Turn the records from the line with "Given the photograph below, point out the reflective" up to and including the line with "Target: reflective stripe on jacket" into a JSON list of strings, one string per line, skipping blank lines and leaving out the pictures.

EXTRACTED DATA:
────────────────────────────────────────

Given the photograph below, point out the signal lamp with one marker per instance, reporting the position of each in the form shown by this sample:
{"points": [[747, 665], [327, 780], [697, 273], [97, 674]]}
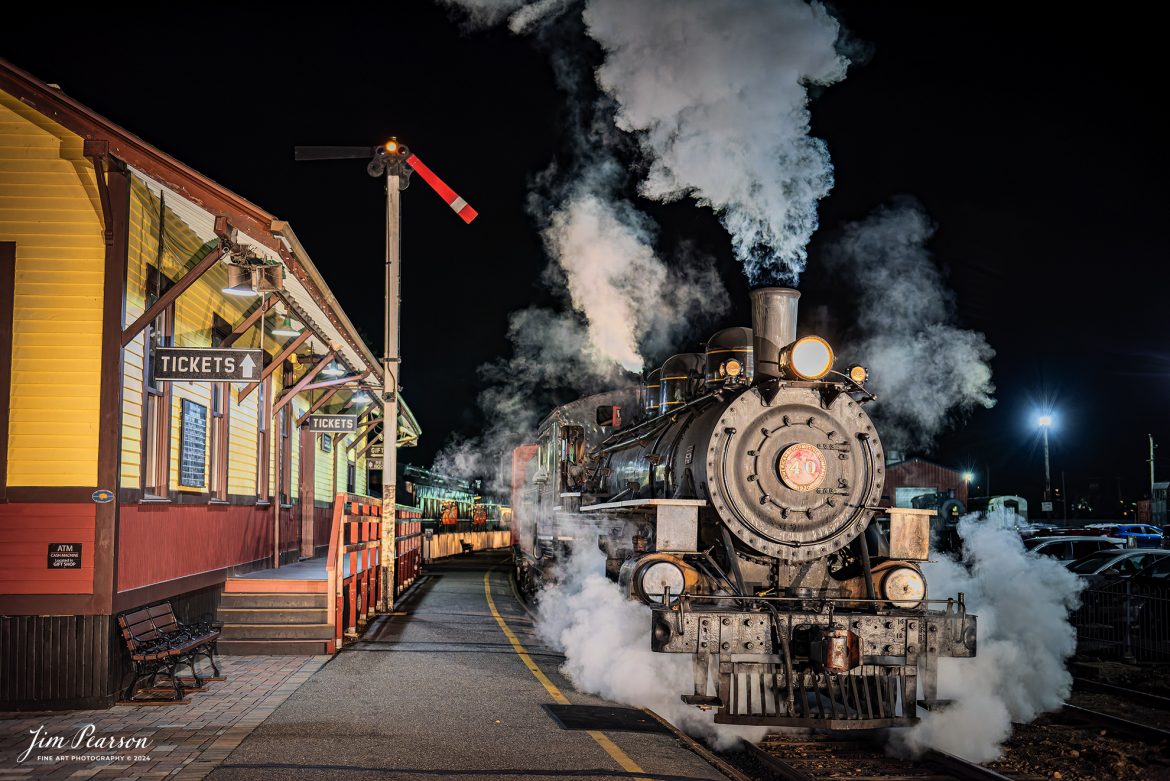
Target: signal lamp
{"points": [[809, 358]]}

────────────────────────────────────────

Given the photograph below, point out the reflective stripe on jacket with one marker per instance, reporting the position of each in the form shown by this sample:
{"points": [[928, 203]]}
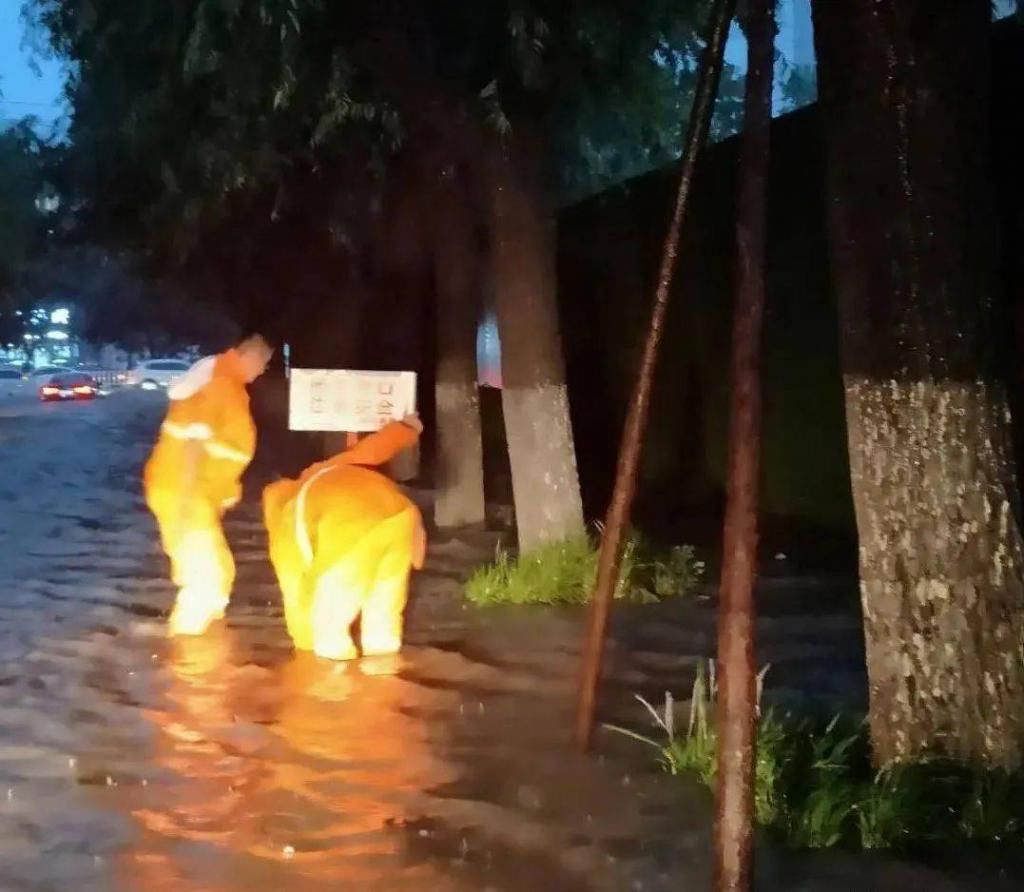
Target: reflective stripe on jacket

────────────────────────────────────────

COMPLETED TASK:
[
  "Given the photograph below, point out the reflective stripe on jacket with one marker per instance, reporting the position of each in the form shown by this sample:",
  "{\"points\": [[928, 203]]}",
  "Target: reflective stripe on jacket"
]